The pickers' day would start early with many heading out at dawn whilst others waited for the foreman to blow his whistle at 7am. The early morning was the best time for picking as the hops became harder to pull when it got warmer in the afternoon.
The early method of picking hops in Herefordshire was to spread a picking sheet on the ground and pick the hops onto it. From the 1700s onwards there are records of hop cribs. These were rough wooden frames about 7ft by 3ft with hessian strung across, and the hops were picked into them. When a field had been completely picked the pickers would move to another part of the hopyard and the quickest pickers were allowed to have first choice of where to set up.
After the hops had been picked they had to be measured and bushelled so that the picker could be paid for the day's work. The busheller would call out the number as he measured the hops into a sack, which had a mark inside giving a measurement of one bushel. The count would be kept by the tally-man who carried a number of tallies on his belt. Tallies were pieces of wood about 15 inches long, split into two pieces. One of the pieces would be given to the picker as a record of their total. The two pieces would only fit together in a certain way and the count was recorded by file marks across both pieces so the picker could not alter his or her total.

- **Task list**:
• a. Can you turn the paragraph in the hop-picking text beginning "After the hops had been picked" into a short list that keeps its main facts?
• b. How would you carry on the hop-picking text, starting after its final sentence?
The data that follow come from a separate source, unrelated to the hop-picking text.

- **Record set**:
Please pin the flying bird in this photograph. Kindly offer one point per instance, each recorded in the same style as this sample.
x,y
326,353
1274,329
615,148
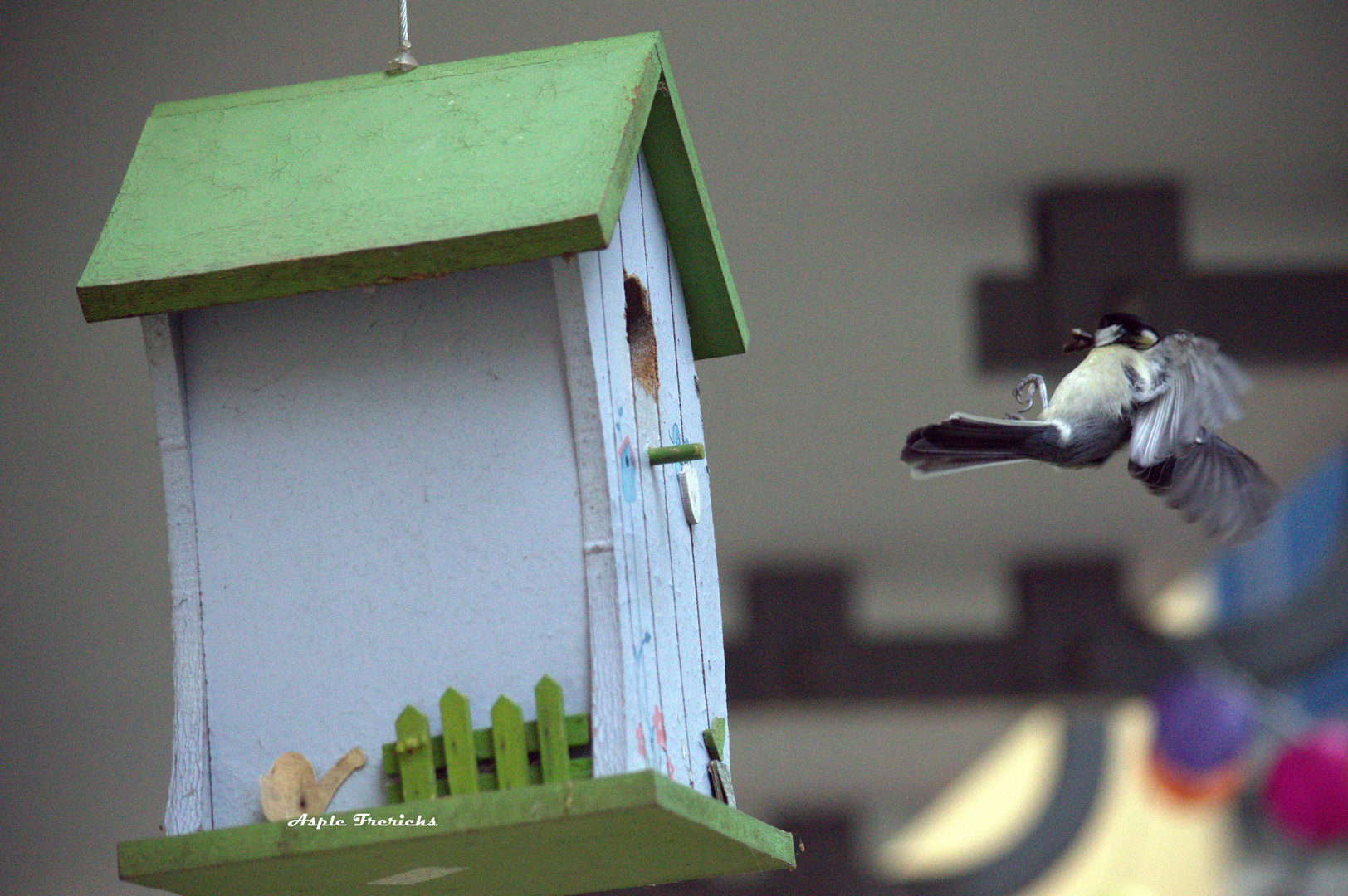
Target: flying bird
x,y
1162,397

- **Exercise results**:
• a.
- Picked hops were measured and bushelled so the picker could be paid for the day.
- The busheller called out the count while measuring hops into a sack with an inside mark showing one bushel.
- A tally-man kept the count using tallies carried on his belt.
- Tallies were wooden pieces about 15 inches long, split in two, and the picker kept one half as a record.
- The halves fit together only one way, and file marks across both recorded the count, so pickers could not change their totals.

• b.
By the late 19th century Herefordshire hop growers had changed to the hop-check or token scheme. Tokens were coin-like metal discs of various sizes, all stamped with the farmer's name. The smallest represented a single bushel and these could be exchanged for ones marked 1, 3, 5, 10 and £1, indicating the amount earned by the picker in shillings and pounds. These tokens could then be exchanged for cash at the end of the picking season or, if strapped for cash, at the end of the day. The tokens could be spent at the local pub or shop and were accepted by most local tradesmen.
The token system was later replaced by the booking system whereby each picker and busheller was given a book and the amount picked was recorded by the busheller in both books. If you wanted to have some of your earnings early then the bushellers would enter the amount paid out in both books.
The rate of pay for hop picking was agreed between the farmer and the picker at the start of the season, and in the 1920s-30s in Herefordshire it varied between five bushels to the shilling for healthy, big hops and two bushels to the shilling if small and diseased. A fast picker could pick up to 25 bushels a day in fine weather. Often there were strikes by the pickers demanding more money, but these never seemed to last very long. The hop farms in the Little Frome area seemed to be prone to having strikes on Thursdays but this may have had something to do with the fact that Bromyard market was held on this day.
Of all the villages in the Bromyard area it was Bishops Frome that received the greatest number of pickers. During the 1920-30s the usual population of 700 would rise to about 5,000 during picking time.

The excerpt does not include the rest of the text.